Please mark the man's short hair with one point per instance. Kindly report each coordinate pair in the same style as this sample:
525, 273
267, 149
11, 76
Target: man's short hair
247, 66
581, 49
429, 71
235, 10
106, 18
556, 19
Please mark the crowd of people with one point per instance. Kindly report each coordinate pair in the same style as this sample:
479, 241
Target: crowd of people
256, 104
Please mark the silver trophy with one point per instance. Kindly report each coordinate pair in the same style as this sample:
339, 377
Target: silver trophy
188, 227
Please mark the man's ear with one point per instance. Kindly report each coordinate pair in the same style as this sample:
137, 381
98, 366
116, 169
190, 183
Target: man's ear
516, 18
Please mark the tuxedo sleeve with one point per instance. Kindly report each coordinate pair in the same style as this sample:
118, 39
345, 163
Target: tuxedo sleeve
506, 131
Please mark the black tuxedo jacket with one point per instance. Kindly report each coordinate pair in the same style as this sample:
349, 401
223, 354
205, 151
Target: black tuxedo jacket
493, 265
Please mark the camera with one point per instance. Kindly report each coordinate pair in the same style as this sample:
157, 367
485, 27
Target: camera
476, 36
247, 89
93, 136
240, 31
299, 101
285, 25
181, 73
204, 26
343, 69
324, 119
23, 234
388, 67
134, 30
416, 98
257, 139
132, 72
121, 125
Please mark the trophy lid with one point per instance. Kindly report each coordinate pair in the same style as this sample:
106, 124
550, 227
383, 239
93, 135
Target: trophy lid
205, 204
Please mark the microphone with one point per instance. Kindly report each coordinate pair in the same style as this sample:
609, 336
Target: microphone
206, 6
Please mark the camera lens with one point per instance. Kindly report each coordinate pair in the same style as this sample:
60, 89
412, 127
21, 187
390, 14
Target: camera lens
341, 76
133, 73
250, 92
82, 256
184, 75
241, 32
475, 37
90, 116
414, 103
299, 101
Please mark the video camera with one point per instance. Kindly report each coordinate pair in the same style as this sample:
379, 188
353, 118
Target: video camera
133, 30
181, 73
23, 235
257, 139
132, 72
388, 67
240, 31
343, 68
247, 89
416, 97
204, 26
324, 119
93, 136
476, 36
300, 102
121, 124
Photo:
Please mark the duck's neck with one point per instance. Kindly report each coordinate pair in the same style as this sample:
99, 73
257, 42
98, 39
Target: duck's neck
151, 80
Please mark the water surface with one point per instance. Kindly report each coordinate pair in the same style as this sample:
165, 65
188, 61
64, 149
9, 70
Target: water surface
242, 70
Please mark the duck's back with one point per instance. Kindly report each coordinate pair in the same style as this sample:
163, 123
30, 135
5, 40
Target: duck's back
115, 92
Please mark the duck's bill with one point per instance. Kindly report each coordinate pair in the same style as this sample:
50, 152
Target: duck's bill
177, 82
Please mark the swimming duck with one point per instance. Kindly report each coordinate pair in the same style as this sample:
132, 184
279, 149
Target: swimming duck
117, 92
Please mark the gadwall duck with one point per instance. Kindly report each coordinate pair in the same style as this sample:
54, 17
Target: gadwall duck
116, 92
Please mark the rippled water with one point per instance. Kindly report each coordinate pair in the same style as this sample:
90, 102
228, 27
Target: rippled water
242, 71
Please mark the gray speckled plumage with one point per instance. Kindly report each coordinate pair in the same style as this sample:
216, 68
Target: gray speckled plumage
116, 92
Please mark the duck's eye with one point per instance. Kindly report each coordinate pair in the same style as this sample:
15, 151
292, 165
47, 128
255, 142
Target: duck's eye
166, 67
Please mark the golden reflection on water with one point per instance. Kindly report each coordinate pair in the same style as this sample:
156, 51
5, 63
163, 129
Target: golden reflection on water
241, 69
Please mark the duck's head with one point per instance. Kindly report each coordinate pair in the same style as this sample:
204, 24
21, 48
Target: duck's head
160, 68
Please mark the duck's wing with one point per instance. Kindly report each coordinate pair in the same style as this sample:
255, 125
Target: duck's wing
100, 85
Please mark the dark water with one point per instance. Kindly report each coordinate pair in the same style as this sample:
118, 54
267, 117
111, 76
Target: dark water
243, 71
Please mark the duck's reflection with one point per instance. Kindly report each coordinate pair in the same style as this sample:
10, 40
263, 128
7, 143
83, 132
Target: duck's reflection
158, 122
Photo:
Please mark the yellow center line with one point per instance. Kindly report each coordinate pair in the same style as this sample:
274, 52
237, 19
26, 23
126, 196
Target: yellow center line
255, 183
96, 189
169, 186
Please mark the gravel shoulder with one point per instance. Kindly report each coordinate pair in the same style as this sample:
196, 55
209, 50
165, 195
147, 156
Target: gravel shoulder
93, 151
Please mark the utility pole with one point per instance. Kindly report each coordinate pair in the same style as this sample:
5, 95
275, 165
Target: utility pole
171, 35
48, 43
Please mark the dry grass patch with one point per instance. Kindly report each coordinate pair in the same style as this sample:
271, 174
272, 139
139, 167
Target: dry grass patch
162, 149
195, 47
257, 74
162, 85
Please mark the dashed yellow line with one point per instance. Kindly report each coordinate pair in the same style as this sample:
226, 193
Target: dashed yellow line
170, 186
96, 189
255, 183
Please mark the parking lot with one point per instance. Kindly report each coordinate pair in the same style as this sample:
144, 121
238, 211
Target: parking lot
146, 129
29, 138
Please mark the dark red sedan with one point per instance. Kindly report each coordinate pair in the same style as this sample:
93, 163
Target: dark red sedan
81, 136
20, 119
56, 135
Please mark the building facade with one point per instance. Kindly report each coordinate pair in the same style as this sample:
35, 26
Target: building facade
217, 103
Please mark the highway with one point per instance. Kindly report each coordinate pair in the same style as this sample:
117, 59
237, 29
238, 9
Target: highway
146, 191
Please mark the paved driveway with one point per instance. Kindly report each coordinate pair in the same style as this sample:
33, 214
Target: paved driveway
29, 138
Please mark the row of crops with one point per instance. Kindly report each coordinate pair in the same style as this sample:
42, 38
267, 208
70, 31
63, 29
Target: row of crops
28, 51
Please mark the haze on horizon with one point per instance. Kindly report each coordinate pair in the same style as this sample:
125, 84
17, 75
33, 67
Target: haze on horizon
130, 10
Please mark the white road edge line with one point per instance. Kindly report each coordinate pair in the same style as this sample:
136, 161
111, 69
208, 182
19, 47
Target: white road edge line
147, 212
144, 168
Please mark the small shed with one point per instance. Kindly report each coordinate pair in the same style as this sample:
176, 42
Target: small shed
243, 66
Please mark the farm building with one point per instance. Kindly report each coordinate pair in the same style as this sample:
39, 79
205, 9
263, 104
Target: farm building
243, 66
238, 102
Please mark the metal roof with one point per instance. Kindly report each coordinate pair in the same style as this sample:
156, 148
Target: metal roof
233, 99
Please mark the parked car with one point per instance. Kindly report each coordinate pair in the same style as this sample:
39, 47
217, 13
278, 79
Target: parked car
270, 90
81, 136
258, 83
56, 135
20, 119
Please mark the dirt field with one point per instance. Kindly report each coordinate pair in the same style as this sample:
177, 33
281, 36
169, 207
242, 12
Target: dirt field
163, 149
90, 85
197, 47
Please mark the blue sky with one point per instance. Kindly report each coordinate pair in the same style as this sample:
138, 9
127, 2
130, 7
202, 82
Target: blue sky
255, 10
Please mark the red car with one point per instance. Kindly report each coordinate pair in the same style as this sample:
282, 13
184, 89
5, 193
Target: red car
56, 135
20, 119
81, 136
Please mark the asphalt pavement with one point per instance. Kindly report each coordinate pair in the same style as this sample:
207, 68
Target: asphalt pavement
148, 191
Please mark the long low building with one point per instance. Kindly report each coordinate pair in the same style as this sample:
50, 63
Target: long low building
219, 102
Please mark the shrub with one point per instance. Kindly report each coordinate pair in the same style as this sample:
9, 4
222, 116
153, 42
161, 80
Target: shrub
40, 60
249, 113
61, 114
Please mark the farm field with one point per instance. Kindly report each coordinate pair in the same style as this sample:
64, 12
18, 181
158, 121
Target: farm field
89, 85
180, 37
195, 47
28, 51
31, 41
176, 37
........
● Task brief
Please put the material into a numbered list, starting with the line that contains "Please mark the blue" and going on through the end of the material. Leave out any blank lines.

● Result
1. Please mark the blue sky with one point per instance. Kindly report each coordinate pair in the same style as this sample:
2. 138, 9
3. 127, 2
4. 130, 7
5. 202, 82
6. Target: blue sky
7. 255, 10
8. Please mark the red car with one point per instance. Kindly report each coordinate pair in the same style as this sample:
9. 282, 13
10. 184, 89
11. 5, 193
12. Target: red car
13. 56, 135
14. 20, 119
15. 81, 136
16. Please mark the asphalt pavement with one point per instance. Kindly report each coordinate pair in the same style as this sample:
17. 207, 68
18. Target: asphalt pavement
19. 148, 191
20. Please mark the long low building with one point per instance. Kindly report each coordinate pair in the same style as this sample:
21. 50, 63
22. Target: long low building
23. 219, 102
24. Please mark the shrub with one point per instance. Kindly report each coordinate pair in the same style as this sample:
25. 9, 4
26. 222, 116
27. 153, 42
28. 161, 80
29. Target: shrub
30. 40, 60
31. 249, 113
32. 61, 114
33. Please mark the farm field with one point per instance. Kindly report each coordinate pair in the same style as this sample:
34. 64, 12
35. 18, 181
36. 158, 121
37. Target: farm field
38. 89, 85
39. 180, 37
40. 195, 47
41. 28, 51
42. 31, 41
43. 176, 37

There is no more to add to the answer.